Could you say how many lines below contain the word "grass"? Give the number with no other text.

**Supplied records**

*** Block opens ***

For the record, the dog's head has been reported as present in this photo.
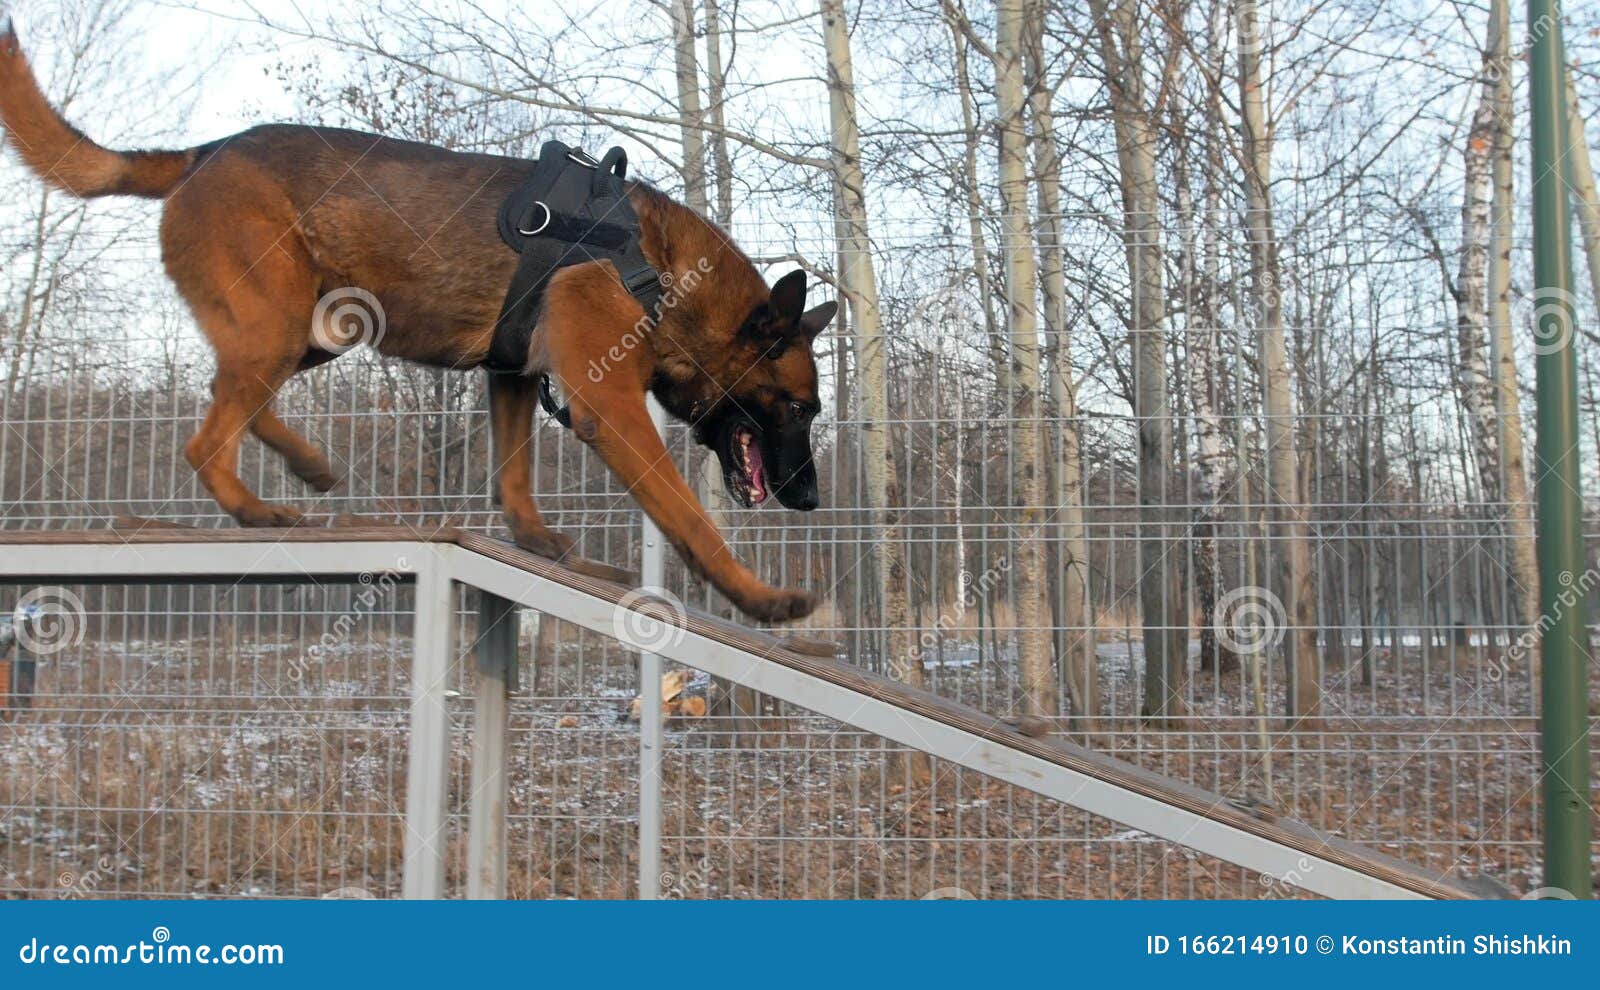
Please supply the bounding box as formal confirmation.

*** Block closes ***
*** Block opens ***

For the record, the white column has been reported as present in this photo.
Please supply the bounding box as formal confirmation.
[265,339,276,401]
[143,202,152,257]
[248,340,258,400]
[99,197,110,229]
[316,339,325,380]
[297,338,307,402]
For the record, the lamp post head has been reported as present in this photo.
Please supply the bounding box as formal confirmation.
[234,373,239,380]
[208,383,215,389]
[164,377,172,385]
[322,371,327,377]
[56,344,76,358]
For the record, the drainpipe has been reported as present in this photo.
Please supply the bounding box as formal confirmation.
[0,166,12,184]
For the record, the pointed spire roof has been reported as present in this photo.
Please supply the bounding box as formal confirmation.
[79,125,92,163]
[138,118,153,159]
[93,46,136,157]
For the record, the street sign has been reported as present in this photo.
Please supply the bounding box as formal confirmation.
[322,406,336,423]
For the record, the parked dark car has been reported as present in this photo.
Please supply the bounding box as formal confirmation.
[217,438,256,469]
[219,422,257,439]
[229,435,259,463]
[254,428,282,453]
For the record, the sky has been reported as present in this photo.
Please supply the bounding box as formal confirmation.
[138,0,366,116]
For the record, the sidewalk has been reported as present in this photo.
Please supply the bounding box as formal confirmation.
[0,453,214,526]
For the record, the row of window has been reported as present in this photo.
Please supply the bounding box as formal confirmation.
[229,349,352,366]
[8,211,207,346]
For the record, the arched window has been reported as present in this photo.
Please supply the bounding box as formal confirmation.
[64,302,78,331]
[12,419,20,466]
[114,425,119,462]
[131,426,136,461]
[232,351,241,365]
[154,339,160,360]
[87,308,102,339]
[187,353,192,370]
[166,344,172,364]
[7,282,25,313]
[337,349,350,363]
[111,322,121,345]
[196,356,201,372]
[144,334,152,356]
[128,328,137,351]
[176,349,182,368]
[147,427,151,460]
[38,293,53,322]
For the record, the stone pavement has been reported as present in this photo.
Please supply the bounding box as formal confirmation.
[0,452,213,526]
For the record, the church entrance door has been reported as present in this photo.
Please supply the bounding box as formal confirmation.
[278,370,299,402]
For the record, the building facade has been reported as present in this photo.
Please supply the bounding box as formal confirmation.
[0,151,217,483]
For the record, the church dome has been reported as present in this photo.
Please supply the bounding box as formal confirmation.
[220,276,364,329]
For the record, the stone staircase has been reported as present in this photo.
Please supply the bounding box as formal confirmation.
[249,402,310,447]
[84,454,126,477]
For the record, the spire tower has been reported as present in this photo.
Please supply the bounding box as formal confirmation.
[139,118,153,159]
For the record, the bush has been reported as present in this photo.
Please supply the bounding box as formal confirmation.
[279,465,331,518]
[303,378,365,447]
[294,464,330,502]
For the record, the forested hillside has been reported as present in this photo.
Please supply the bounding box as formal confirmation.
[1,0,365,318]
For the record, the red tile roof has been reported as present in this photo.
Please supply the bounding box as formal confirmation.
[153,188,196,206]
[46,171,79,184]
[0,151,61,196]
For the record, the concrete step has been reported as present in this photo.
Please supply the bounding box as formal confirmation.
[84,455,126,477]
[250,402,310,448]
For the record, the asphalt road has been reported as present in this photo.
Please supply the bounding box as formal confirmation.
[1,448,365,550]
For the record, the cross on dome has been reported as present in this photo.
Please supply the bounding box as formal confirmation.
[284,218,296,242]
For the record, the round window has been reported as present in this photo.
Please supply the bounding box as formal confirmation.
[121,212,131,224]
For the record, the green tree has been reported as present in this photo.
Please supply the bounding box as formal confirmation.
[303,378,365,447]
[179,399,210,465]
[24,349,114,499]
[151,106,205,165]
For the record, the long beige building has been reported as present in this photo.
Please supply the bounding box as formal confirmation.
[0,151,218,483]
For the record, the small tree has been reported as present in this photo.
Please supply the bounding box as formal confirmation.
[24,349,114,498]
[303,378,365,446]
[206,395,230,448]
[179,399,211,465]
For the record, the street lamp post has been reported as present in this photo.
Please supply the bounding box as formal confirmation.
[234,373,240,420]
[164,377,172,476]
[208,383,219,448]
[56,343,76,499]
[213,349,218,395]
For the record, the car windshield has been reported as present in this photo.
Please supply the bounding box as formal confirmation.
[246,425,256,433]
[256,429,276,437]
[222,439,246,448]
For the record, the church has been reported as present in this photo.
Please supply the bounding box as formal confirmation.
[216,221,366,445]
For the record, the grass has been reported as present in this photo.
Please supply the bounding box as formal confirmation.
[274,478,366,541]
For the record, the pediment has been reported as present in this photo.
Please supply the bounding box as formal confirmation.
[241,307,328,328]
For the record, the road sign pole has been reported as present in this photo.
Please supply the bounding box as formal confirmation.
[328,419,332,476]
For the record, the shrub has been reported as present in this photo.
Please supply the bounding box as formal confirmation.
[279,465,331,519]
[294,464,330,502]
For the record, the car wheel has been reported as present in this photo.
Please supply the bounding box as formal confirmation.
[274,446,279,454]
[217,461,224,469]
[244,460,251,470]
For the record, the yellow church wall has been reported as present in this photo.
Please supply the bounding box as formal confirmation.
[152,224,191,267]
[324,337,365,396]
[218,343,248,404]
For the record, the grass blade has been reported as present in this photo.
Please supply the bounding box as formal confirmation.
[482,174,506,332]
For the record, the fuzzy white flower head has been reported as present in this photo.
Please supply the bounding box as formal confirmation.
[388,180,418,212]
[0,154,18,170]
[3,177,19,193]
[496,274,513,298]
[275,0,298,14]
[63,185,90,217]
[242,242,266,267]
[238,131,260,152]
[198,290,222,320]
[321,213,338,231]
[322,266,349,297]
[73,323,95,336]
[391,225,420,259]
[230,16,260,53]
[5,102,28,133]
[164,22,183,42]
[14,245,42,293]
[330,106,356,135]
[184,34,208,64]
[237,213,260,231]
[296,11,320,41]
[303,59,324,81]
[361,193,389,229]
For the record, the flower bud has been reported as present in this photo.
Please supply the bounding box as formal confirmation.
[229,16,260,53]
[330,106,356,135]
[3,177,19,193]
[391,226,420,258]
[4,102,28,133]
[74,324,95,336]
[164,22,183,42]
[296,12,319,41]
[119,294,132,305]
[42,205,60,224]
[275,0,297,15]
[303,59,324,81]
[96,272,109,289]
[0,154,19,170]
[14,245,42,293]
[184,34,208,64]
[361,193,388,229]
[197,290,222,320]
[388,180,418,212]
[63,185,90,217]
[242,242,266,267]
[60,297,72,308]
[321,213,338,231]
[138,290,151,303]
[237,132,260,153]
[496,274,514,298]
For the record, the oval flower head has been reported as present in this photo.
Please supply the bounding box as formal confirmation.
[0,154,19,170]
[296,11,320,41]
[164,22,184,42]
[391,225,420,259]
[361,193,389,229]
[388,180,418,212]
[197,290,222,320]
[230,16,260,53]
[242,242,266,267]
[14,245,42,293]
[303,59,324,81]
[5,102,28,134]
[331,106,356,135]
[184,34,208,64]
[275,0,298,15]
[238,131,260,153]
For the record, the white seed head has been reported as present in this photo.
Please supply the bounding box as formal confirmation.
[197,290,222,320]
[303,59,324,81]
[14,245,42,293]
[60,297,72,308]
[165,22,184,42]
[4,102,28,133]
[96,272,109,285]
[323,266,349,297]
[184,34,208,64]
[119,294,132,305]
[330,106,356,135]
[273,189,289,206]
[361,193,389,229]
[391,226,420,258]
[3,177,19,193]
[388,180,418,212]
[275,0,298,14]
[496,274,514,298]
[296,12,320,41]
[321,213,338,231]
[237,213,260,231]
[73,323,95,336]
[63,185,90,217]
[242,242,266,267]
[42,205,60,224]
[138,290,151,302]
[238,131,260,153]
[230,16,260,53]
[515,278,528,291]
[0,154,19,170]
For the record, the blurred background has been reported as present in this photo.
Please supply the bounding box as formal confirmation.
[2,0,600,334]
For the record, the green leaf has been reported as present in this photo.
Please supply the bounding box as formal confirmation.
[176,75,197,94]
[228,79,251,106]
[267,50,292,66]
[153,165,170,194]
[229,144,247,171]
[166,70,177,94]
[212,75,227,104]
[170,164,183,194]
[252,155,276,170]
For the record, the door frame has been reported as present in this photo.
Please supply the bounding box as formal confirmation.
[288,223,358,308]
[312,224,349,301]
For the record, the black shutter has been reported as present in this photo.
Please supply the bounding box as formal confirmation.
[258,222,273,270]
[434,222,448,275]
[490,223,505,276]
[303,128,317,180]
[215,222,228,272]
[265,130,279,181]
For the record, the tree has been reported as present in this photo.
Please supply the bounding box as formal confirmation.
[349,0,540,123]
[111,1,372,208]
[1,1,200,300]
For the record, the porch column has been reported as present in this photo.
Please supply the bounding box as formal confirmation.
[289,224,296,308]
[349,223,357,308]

*** Block closes ***
*** Block opens ***

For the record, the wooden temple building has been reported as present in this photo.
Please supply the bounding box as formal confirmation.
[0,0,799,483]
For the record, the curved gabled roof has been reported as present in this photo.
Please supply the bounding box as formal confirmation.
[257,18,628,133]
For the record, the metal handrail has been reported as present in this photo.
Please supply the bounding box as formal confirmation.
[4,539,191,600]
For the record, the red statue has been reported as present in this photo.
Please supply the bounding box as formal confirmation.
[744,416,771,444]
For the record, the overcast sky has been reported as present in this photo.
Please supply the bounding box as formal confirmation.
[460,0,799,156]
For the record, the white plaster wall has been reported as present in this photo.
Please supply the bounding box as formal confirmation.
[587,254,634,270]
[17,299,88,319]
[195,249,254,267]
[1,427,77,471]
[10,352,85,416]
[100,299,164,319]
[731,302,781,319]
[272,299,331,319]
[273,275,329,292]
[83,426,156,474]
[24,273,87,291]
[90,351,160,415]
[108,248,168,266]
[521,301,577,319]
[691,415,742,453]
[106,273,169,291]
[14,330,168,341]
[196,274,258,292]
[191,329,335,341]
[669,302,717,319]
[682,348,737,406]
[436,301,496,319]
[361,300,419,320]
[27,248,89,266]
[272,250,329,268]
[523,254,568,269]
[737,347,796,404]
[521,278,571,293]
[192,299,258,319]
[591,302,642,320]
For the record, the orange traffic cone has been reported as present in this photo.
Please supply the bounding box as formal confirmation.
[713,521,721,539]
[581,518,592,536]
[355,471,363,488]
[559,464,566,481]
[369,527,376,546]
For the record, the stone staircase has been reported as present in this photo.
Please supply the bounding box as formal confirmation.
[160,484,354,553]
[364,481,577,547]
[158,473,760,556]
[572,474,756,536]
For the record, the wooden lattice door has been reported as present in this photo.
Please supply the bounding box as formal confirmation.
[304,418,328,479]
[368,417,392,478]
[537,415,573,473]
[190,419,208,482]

*** Block closes ***

**Your response**
2